#### Material for this exercise ####

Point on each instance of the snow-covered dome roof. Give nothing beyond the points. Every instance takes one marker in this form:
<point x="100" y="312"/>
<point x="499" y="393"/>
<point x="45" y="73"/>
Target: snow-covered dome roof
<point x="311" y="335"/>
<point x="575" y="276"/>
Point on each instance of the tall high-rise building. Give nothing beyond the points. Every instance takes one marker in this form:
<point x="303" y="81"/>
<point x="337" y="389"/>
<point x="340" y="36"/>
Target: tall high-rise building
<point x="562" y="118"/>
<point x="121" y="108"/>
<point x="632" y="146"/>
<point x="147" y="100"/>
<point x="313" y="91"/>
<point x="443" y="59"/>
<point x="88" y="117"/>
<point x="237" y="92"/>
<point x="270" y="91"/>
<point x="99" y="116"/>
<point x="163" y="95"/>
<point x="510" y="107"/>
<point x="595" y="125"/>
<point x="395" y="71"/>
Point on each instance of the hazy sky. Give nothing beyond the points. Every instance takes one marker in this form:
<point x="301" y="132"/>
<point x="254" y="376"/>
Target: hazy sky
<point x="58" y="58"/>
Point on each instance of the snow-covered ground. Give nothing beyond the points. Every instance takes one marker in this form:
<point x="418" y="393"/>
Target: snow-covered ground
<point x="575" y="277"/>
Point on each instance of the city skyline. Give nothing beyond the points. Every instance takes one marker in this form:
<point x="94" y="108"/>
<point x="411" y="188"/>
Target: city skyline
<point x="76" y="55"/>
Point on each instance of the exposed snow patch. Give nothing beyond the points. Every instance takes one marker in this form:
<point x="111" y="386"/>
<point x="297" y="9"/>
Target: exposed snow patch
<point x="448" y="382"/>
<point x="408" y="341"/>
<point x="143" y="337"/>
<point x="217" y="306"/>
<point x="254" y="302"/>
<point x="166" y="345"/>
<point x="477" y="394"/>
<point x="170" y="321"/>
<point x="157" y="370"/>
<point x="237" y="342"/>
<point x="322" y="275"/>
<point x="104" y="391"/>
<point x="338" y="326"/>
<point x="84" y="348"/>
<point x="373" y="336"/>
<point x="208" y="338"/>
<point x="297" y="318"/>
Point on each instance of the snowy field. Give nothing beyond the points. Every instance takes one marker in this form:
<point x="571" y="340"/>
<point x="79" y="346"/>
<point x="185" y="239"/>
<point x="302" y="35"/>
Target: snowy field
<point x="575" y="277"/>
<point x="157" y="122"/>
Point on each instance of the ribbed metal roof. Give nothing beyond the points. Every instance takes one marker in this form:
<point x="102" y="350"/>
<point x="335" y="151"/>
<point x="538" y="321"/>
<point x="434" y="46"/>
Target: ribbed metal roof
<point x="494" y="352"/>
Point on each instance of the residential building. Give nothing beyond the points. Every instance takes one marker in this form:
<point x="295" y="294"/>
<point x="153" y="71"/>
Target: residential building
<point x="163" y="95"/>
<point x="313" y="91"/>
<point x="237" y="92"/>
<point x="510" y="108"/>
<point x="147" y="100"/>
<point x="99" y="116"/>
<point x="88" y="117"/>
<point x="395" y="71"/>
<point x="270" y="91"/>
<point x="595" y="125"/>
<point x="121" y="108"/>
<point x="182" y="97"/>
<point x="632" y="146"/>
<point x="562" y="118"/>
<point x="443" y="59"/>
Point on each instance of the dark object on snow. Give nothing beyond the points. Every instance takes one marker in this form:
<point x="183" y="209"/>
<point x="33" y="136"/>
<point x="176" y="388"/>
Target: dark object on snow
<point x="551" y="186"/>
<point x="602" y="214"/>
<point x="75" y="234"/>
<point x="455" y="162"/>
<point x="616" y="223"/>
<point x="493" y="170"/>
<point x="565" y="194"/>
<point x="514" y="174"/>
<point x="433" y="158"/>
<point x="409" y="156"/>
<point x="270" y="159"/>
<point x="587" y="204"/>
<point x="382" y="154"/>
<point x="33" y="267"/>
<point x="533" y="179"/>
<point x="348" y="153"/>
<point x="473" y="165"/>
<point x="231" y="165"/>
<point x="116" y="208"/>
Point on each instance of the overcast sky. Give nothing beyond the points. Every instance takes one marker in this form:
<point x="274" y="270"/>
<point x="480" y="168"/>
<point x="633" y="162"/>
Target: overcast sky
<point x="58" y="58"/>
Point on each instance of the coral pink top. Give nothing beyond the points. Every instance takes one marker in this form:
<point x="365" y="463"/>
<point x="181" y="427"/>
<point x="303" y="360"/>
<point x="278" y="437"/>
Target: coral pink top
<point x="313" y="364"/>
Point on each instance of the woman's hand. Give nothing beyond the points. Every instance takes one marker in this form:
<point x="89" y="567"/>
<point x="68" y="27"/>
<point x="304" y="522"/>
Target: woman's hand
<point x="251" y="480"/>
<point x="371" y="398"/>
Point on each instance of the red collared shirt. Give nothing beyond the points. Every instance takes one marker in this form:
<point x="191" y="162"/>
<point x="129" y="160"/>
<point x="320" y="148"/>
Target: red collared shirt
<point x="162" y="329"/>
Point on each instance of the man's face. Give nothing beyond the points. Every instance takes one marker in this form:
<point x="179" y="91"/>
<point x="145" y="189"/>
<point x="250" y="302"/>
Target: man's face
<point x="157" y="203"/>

####

Exercise description -> Copy out all of the data above word for word, line by line, with nothing changed or left out.

Final result ->
Point on each instance of the snow-covered dome roof. Give nothing beyond the points. Every instance takes one marker in this form:
<point x="100" y="312"/>
<point x="499" y="393"/>
<point x="45" y="73"/>
Target: snow-covered dome roof
<point x="311" y="335"/>
<point x="575" y="276"/>
Point on each instance of the tall high-rise building. Give nothing beyond the points. Every instance takes one marker in this form:
<point x="303" y="81"/>
<point x="337" y="389"/>
<point x="340" y="36"/>
Target: tall high-rise building
<point x="562" y="118"/>
<point x="121" y="108"/>
<point x="632" y="146"/>
<point x="147" y="100"/>
<point x="313" y="91"/>
<point x="443" y="59"/>
<point x="88" y="117"/>
<point x="237" y="92"/>
<point x="270" y="91"/>
<point x="99" y="116"/>
<point x="163" y="95"/>
<point x="510" y="107"/>
<point x="595" y="125"/>
<point x="395" y="71"/>
Point on each instance of the hazy sky. Give nothing beyond the points. Every instance takes one marker in this form:
<point x="301" y="132"/>
<point x="254" y="376"/>
Target: hazy sky
<point x="58" y="58"/>
Point on each instance of the snow-covered ground. Give nothing beyond the points. Every instance takes one marker in this form:
<point x="418" y="393"/>
Target: snow-covered ground
<point x="575" y="277"/>
Point on each instance of the city skyline. Give nothing beyond the points. Every instance takes one marker in this form:
<point x="94" y="108"/>
<point x="411" y="188"/>
Target: city skyline
<point x="76" y="55"/>
Point on each instance of the exposed snow patch. Give nothing beyond the points. Every instance takes one marker in this form:
<point x="111" y="386"/>
<point x="297" y="9"/>
Target: exposed snow patch
<point x="448" y="382"/>
<point x="408" y="341"/>
<point x="143" y="337"/>
<point x="217" y="306"/>
<point x="254" y="302"/>
<point x="166" y="345"/>
<point x="477" y="394"/>
<point x="170" y="321"/>
<point x="157" y="370"/>
<point x="237" y="342"/>
<point x="322" y="275"/>
<point x="104" y="391"/>
<point x="338" y="326"/>
<point x="84" y="348"/>
<point x="373" y="336"/>
<point x="208" y="338"/>
<point x="297" y="318"/>
Point on each instance of the snowy field. Give nothing beyond the points. Every instance takes one marker in this form:
<point x="571" y="340"/>
<point x="79" y="346"/>
<point x="185" y="239"/>
<point x="302" y="35"/>
Target: snowy field
<point x="575" y="277"/>
<point x="157" y="122"/>
Point on each instance of the ribbed metal roof. Give nothing beyond the points. Every instance takes one marker in this form:
<point x="102" y="350"/>
<point x="335" y="151"/>
<point x="538" y="321"/>
<point x="434" y="46"/>
Target: ribbed metal roof
<point x="494" y="352"/>
Point on each instance of the residential building. Give nothing beyond the points. Every instance takes one marker in this form:
<point x="295" y="294"/>
<point x="153" y="71"/>
Target: residential building
<point x="163" y="95"/>
<point x="313" y="91"/>
<point x="237" y="92"/>
<point x="510" y="108"/>
<point x="147" y="100"/>
<point x="99" y="116"/>
<point x="88" y="117"/>
<point x="395" y="71"/>
<point x="270" y="91"/>
<point x="595" y="125"/>
<point x="121" y="108"/>
<point x="182" y="97"/>
<point x="632" y="146"/>
<point x="562" y="118"/>
<point x="443" y="59"/>
Point on each instance of the dark object on snow. Give nothing beyond the points. Every instance takes one marker in this form:
<point x="183" y="209"/>
<point x="33" y="136"/>
<point x="176" y="388"/>
Target: dark object on snow
<point x="551" y="186"/>
<point x="602" y="214"/>
<point x="75" y="234"/>
<point x="455" y="162"/>
<point x="616" y="223"/>
<point x="493" y="170"/>
<point x="565" y="194"/>
<point x="514" y="174"/>
<point x="433" y="158"/>
<point x="409" y="156"/>
<point x="270" y="159"/>
<point x="587" y="204"/>
<point x="382" y="154"/>
<point x="33" y="267"/>
<point x="533" y="179"/>
<point x="348" y="153"/>
<point x="473" y="165"/>
<point x="231" y="165"/>
<point x="116" y="208"/>
Point on each instance of the overcast sky. Give nothing beyond the points. Every instance takes one marker in this form:
<point x="274" y="270"/>
<point x="480" y="168"/>
<point x="633" y="162"/>
Target: overcast sky
<point x="58" y="58"/>
Point on each instance of the coral pink top. Give nothing beyond the points. Every instance takes one marker in this form:
<point x="365" y="463"/>
<point x="181" y="427"/>
<point x="303" y="360"/>
<point x="278" y="437"/>
Target: coral pink top
<point x="313" y="364"/>
Point on each instance of the woman's hand. Give nothing beyond the points. Every instance takes one marker in this form:
<point x="89" y="567"/>
<point x="68" y="27"/>
<point x="304" y="522"/>
Target: woman's hand
<point x="251" y="480"/>
<point x="371" y="398"/>
Point on each instance of the red collared shirt. Give nothing beyond the points. Every instance takes one marker in this form:
<point x="191" y="162"/>
<point x="129" y="160"/>
<point x="320" y="148"/>
Target: red collared shirt
<point x="162" y="329"/>
Point on each instance of the man's face. Give nothing beyond the points. Every instance takes one marker in this form:
<point x="179" y="91"/>
<point x="145" y="189"/>
<point x="250" y="302"/>
Target: man's face
<point x="157" y="203"/>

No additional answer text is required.